** ACTION ITEM **
From the records beneath, determine how many lines contain "glove" and report only that figure.

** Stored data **
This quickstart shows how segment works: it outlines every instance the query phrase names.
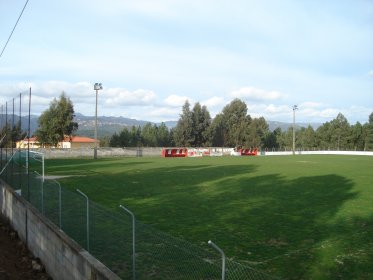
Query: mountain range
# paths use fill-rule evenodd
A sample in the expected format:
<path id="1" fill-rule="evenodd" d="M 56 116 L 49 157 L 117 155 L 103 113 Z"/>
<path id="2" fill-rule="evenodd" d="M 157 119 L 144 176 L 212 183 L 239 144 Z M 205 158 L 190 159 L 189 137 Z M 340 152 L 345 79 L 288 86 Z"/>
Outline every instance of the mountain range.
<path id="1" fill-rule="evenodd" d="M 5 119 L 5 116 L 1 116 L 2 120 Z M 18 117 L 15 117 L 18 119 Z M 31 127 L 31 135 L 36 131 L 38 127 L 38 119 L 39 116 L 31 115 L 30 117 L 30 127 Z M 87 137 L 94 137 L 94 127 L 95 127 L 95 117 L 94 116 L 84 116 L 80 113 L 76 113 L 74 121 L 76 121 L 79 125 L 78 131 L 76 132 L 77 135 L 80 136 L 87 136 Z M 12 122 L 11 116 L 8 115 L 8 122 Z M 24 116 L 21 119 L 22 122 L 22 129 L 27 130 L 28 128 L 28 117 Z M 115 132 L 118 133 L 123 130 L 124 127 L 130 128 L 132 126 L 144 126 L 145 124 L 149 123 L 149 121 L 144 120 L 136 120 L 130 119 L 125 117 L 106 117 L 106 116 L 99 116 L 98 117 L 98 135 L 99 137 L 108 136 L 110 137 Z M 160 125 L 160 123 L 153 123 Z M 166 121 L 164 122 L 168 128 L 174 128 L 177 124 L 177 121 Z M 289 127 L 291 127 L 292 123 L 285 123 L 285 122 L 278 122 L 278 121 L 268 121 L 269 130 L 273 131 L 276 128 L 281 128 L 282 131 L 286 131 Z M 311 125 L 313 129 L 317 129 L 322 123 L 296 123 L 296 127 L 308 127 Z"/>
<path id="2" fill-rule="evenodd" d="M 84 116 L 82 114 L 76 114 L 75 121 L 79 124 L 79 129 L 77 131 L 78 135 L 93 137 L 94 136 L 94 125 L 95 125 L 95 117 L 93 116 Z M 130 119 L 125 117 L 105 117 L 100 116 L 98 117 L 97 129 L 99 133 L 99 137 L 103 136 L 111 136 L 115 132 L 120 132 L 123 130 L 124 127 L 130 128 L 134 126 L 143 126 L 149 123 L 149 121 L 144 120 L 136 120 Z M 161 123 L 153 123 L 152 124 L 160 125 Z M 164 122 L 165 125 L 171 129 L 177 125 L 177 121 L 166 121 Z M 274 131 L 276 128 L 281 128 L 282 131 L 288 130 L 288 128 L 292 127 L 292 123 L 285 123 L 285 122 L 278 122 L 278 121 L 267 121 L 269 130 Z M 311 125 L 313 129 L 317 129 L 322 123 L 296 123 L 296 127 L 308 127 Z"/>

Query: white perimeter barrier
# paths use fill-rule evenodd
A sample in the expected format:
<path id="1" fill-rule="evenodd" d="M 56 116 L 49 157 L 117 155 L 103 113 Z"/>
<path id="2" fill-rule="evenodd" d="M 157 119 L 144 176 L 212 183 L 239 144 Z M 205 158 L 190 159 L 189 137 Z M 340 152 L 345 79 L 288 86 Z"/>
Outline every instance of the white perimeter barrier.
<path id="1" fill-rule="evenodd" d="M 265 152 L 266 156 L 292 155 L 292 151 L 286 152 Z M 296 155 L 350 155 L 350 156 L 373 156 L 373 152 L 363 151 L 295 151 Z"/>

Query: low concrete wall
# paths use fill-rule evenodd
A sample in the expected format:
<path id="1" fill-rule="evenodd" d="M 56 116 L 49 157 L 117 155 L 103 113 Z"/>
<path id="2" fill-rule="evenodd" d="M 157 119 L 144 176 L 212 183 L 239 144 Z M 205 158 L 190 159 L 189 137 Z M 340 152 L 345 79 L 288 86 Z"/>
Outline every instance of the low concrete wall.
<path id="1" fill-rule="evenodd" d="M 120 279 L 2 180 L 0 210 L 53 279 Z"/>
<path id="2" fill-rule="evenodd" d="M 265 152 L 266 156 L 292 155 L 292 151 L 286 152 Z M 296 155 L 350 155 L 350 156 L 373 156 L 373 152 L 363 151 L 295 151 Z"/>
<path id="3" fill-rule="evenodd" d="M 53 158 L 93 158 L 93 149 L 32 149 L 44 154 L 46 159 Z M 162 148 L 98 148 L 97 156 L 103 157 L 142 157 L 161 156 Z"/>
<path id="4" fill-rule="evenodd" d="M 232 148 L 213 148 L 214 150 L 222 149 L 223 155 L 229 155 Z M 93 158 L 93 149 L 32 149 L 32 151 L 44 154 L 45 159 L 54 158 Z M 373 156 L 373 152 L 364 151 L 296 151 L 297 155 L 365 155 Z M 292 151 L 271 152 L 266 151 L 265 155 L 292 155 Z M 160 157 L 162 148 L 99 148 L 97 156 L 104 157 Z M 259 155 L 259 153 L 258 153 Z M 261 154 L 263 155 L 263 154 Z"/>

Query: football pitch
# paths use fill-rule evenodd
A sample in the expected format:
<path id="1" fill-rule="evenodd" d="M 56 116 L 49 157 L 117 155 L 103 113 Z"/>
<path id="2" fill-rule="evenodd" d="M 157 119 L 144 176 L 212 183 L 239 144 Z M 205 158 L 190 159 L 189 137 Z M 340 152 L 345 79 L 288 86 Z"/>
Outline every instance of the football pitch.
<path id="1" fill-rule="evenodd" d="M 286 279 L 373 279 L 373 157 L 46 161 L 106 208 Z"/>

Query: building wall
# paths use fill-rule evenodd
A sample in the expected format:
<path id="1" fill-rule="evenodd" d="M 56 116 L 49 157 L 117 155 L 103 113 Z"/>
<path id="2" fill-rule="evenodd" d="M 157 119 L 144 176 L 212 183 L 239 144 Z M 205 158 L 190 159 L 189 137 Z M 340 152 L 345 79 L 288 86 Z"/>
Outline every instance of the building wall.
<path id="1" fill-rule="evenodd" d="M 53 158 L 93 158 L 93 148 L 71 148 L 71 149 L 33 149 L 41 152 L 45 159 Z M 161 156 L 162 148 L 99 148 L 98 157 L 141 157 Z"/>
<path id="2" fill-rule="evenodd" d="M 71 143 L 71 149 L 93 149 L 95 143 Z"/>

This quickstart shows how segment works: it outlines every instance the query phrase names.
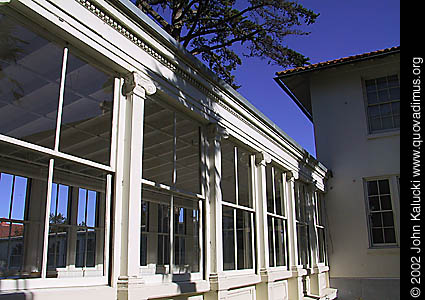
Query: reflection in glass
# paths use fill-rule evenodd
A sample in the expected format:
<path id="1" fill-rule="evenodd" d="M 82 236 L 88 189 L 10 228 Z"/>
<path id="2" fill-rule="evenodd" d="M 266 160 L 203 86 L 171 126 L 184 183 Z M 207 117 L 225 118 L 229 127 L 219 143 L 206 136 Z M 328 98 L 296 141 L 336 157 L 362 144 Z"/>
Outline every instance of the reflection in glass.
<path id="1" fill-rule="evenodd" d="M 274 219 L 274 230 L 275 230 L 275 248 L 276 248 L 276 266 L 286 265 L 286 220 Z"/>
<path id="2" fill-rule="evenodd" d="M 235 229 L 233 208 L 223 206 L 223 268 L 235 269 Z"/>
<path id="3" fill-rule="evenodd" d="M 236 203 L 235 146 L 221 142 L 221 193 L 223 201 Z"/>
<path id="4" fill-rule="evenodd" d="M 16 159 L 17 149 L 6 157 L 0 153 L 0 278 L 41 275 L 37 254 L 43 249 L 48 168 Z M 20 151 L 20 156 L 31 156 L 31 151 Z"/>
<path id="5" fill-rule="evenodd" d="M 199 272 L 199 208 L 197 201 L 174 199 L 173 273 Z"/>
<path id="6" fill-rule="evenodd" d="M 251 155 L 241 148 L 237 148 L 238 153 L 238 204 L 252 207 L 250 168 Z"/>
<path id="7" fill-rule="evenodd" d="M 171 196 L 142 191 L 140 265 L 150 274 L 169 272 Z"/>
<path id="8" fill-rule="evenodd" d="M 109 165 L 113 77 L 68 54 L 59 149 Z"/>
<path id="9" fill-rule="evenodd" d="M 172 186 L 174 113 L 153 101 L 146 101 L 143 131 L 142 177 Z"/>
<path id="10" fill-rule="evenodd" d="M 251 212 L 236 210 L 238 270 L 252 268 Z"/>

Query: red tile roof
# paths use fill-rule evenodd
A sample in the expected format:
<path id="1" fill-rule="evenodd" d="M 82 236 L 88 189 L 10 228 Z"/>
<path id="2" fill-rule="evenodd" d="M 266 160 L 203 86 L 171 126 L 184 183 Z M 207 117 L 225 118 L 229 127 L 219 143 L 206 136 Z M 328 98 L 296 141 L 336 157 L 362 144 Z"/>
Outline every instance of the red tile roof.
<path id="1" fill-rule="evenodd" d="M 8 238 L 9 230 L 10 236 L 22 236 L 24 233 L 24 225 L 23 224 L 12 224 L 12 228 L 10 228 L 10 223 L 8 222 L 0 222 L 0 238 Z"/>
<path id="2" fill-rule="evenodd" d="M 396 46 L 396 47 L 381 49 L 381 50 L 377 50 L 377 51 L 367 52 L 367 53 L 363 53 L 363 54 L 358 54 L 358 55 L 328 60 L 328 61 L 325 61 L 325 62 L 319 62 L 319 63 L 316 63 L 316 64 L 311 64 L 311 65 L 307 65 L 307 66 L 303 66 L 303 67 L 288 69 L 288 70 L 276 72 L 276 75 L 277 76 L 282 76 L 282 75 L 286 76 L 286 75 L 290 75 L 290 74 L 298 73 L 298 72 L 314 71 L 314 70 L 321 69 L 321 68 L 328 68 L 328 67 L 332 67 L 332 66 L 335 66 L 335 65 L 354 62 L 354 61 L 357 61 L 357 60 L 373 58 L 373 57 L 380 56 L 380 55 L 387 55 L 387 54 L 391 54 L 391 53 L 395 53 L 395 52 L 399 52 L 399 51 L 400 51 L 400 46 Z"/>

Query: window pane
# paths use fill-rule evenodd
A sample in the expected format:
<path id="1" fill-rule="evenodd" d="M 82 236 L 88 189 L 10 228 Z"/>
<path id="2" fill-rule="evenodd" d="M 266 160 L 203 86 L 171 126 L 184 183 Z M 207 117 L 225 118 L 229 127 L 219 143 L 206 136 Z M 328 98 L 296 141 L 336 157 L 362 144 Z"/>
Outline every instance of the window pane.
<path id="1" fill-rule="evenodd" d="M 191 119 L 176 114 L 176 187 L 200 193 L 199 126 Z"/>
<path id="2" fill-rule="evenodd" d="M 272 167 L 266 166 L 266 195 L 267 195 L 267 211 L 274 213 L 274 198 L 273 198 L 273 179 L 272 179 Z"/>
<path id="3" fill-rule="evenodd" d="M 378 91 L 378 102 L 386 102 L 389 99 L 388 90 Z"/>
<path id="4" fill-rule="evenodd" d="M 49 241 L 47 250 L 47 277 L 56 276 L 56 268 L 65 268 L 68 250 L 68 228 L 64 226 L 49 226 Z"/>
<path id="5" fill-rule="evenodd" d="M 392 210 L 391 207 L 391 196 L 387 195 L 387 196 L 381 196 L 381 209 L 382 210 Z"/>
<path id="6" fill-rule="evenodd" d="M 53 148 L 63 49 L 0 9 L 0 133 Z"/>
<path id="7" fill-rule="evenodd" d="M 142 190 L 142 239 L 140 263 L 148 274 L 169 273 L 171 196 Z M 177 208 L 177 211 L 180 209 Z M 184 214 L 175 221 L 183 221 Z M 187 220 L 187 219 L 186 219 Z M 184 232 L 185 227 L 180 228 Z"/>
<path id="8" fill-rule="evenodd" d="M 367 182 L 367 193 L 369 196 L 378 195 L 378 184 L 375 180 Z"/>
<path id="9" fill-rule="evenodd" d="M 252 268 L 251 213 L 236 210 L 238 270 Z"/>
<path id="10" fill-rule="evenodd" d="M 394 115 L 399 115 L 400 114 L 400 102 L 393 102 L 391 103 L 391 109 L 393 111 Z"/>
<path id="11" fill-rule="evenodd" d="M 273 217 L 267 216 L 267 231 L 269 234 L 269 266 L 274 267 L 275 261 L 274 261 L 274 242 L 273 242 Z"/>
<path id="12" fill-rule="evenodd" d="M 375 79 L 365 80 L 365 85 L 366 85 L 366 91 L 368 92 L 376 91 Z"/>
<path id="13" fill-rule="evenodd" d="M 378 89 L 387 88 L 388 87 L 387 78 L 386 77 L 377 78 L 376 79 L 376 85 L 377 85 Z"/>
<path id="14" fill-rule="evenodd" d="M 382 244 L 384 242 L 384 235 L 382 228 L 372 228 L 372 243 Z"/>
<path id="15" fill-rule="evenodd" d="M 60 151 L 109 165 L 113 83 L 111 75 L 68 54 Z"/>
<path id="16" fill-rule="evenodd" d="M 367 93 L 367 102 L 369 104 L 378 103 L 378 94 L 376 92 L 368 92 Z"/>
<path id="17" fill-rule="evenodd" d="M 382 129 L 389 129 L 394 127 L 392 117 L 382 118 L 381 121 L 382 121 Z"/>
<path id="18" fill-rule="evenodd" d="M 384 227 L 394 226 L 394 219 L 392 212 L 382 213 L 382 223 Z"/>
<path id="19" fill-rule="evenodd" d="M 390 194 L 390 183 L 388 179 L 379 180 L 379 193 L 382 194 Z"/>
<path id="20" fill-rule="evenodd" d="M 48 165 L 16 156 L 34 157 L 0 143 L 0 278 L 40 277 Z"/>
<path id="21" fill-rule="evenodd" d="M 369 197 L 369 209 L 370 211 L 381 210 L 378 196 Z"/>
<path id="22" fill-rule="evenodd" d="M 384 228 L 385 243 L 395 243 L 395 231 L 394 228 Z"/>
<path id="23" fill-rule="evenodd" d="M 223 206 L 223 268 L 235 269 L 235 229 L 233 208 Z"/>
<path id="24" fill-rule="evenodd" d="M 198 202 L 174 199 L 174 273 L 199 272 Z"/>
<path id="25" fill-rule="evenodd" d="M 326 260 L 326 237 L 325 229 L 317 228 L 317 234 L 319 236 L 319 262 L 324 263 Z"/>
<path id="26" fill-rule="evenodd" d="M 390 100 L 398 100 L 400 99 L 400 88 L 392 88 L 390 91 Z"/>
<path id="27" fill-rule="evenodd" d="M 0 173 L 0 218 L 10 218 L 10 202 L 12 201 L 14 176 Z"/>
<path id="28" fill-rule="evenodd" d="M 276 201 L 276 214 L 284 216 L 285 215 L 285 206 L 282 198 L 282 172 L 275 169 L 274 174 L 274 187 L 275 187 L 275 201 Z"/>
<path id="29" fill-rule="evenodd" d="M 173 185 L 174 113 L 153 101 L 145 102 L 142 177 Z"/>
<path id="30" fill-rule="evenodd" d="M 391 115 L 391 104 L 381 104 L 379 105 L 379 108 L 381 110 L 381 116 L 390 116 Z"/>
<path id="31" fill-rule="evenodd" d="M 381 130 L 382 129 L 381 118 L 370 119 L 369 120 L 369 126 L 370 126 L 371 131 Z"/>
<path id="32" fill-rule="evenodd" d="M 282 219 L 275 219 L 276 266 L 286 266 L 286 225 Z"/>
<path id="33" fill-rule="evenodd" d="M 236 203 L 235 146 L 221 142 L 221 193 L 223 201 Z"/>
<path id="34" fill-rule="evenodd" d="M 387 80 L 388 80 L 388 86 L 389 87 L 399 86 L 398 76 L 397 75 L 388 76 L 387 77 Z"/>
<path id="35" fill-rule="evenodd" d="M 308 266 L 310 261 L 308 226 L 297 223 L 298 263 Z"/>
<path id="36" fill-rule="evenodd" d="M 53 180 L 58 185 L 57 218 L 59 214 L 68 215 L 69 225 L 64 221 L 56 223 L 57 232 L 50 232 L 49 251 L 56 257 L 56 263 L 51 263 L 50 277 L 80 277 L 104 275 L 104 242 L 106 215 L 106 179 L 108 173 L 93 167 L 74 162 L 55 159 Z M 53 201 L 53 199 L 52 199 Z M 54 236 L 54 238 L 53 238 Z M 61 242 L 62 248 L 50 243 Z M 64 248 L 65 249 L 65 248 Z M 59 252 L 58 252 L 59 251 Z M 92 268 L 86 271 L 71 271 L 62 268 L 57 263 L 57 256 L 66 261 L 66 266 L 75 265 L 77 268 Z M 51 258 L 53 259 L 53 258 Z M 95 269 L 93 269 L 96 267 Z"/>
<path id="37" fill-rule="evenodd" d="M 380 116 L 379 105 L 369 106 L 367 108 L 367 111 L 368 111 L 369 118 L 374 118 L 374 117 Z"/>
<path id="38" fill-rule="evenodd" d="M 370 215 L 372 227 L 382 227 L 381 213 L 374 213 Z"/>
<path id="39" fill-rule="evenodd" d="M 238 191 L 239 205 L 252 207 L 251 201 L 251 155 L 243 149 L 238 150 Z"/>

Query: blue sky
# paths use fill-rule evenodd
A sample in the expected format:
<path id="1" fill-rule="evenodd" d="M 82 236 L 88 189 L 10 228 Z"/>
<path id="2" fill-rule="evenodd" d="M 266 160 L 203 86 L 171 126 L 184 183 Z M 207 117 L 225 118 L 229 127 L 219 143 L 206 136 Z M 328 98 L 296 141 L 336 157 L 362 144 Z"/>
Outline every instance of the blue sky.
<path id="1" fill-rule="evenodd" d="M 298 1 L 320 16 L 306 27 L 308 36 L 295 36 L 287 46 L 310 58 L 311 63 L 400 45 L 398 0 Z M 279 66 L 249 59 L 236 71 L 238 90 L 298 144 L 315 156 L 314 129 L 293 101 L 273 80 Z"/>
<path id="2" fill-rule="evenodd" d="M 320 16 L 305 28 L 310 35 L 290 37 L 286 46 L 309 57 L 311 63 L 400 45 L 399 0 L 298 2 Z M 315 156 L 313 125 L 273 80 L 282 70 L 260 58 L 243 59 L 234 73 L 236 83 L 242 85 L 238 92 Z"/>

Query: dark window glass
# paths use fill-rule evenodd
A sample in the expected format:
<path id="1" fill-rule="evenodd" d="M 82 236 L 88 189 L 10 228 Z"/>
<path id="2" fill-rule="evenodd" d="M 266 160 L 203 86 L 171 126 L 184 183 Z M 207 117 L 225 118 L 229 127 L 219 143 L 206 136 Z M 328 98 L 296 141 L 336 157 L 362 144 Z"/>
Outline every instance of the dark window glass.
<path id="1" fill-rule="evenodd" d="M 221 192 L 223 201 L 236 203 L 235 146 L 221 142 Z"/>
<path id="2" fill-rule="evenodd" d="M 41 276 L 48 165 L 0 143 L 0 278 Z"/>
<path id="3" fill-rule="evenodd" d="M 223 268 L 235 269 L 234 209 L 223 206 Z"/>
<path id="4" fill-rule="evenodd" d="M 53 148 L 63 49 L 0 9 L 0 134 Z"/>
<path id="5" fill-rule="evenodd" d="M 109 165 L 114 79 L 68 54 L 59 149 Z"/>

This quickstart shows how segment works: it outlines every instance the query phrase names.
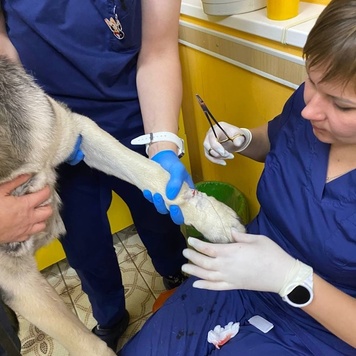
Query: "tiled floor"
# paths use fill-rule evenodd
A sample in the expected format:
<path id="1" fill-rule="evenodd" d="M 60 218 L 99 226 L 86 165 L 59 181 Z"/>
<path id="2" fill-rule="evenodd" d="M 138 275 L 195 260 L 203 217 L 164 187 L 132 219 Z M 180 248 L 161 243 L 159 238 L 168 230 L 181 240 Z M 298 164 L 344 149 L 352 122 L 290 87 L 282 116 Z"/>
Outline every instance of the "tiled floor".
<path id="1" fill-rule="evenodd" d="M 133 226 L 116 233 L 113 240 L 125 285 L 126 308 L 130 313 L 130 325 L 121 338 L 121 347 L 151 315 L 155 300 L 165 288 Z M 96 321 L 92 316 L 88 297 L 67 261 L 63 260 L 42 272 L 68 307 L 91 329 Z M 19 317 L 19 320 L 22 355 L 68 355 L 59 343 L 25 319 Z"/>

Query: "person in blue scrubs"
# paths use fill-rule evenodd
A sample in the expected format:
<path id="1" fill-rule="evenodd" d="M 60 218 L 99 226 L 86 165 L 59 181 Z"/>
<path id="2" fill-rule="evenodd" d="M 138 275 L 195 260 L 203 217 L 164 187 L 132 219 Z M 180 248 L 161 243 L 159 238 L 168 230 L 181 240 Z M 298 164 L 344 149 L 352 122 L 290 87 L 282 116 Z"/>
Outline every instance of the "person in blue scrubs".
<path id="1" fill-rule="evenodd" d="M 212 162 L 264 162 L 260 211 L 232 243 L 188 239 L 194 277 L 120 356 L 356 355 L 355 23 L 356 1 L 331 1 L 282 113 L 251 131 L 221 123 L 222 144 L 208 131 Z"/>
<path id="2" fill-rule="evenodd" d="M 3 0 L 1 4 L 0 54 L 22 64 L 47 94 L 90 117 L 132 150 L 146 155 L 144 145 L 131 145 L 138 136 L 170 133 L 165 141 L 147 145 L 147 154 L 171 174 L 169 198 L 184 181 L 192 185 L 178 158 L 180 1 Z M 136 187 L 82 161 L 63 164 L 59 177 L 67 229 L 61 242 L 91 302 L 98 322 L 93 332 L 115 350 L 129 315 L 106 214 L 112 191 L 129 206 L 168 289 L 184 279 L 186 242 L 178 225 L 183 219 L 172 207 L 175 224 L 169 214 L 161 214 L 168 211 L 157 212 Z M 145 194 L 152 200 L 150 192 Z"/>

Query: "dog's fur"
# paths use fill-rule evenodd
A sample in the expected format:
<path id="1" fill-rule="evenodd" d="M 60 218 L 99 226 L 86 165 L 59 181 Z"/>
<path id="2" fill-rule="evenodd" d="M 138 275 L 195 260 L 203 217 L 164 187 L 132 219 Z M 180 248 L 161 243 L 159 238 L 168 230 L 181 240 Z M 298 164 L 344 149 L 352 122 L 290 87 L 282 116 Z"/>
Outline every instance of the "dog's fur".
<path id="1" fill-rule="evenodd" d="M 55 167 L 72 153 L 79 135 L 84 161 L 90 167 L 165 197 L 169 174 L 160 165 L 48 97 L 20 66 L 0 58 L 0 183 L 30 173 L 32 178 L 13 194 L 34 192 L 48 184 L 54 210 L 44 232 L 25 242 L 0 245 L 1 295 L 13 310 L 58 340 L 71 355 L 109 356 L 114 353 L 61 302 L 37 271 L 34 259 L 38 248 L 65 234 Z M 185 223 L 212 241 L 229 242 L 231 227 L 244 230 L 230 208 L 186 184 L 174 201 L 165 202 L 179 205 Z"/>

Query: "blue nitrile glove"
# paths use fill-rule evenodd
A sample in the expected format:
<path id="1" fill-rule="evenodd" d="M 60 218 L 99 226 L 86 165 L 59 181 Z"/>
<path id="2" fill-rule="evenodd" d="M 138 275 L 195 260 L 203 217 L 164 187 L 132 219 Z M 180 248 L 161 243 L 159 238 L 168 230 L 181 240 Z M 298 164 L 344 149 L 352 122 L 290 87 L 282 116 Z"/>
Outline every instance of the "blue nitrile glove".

** TASK RESPONSE **
2